Trecho selecionado:
--- --- ---
Caminho começa a ser trilhado

Em ações de médio e longo prazos, revela o diretor do Departamento de Justiça da Sejut, Felipe Eduardo Hideo Hayashi, em entrevista exclusiva ao Jornal O Paraná, está a criação do Serviço Integrado de Recebimento e Monitoramento de Denúncias envolvendo o Estado e o principal desafio: a criação de redes de proteção nos municípios.

O foco está em ter uma rede de cobertura que abranja os 399 municípios paranaenses. Além do atendimento humanizado e ágil, tirando crianças e adolescentes das condições de vulnerabilidade, o Estado quer entender, em números e estatísticas, o real panorama da violência em todos os âmbitos. “As crianças são prioridade. Quando uma delas estiver em situação de risco precisa ser imediatamente atendida em uma rede ágil e que funcione. Por isso tantos parceiros, tantas capacitações que virão e a proposta das estruturas municipais às quais nada impede uma parceria entre Estado e municípios nesta implantação”, considerou o diretor. O foco em um primeiro momento é a articulação das redes na Capital, depois nos municípios polo em cada região e em seguida expandir aos demais.


Crianças e adolescentes em números

A Fundação Abrinq divulgou no ano passado uma coletânea do Cenário da Infância e da Adolescência 2018 para todo o território nacional obedecendo às características de cada estado.

O objetivo foi divulgar indicadores relacionados à infância e à adolescência, tendo como referência suas competências constitucionais, propondo recomendações para a implementação de programas, ações e políticas públicas que respondam aos indicadores.

De acordo com o estudo, quase um terço da população no Paraná, 31,7%, somando quase 3,6 milhões de habitantes têm até 19 anos incompletos. Oito em cada dez vivem nas cidades e duas no meio rural.  Do total de crianças e adolescentes, 1,3% é pobre, 0,4% é extremamente pobre e vive em condição domiciliar de baixíssima renda.

Entre os dados que mais chamam a atenção estão os referentes à população de até 14 anos de idade em situação domiciliar de baixa renda: 24,5% são pobres e 5,7% são extremamente pobres. Isso significa que há neste momento mais de 1 milhão de crianças e adolescentes na linha da pobreza ou abaixo dela, potencialmente mais vulneráveis à violência, embora ela também exista e preocupe em todos os meios e classes sociais.
--- --- ---
Tarefa: Dê continuidade ao texto sobre a proteção de crianças e adolescentes no Paraná a partir da última frase apresentada. As entradas não têm relação com o texto sobre a proteção de crianças e adolescentes no Paraná.
--- --- ---
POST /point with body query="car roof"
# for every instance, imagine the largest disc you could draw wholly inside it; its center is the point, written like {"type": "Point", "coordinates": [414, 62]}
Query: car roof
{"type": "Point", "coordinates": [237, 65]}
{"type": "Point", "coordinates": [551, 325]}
--- --- ---
Espaço de resposta:
Uma criança ou adolescente morre por hora por arma de fogo

A cada 60 minutos uma criança ou um adolescente morre no Brasil em decorrência de ferimentos por arma de fogo. Entre 1997 e 2016, mais de 145 mil jovens com até 19 anos faleceram em consequência de disparos acidentais ou intencionais, como em casos de homicídio e suicídio. Os dados fazem parte de um levantamento divulgado ontem (20) pela Sociedade Brasileira de Pediatria.

De acordo com o estudo, que considerou dados do Sistema de Informações sobre Mortalidade do Ministério da Saúde, em 2016, ano mais recente disponível, foram registrados 9.517 óbitos entre crianças e adolescentes no país. O número é praticamente o dobro do identificado há 20 anos – 4.846 casos em 1997 – e representa, em valores absolutos, o pico da série histórica.

O levantamento mostra que a cada duas horas uma criança ou adolescente dá entrada em um hospital da rede pública de saúde com ferimento por disparo de arma de fogo. Entre 1999 e 2018 foram registradas quase 96 mil internações de jovens com até 19 anos no SUS (Sistema Único de Saúde).

As principais causas externas de morte por arma de fogo nessa faixa etária estão relacionadas a homicídios (94%), seguidos de intenções indeterminadas (4%), suicídios (2%) e acidentes (1%). No caso das internações, embora as tentativas de homicídio continuem na liderança (67%), é bastante expressivo o volume de acidentes (26%) envolvendo arma de fogo.

A avaliação contabilizou ainda as despesas diretas do SUS com pacientes atendidos após contato com armas de fogo. Nos últimos 20 anos, as internações de crianças e adolescente provocadas por disparos custaram mais de R$ 210 milhões aos cofres públicos.

O estudo considerou causas de morbidade hospitalar e mortalidade identificadas nas bases oficiais do Ministério da Saúde como acidentais, suicídios ou tentativas de suicídio, homicídios ou tentativas de homicídio e intenções indeterminadas.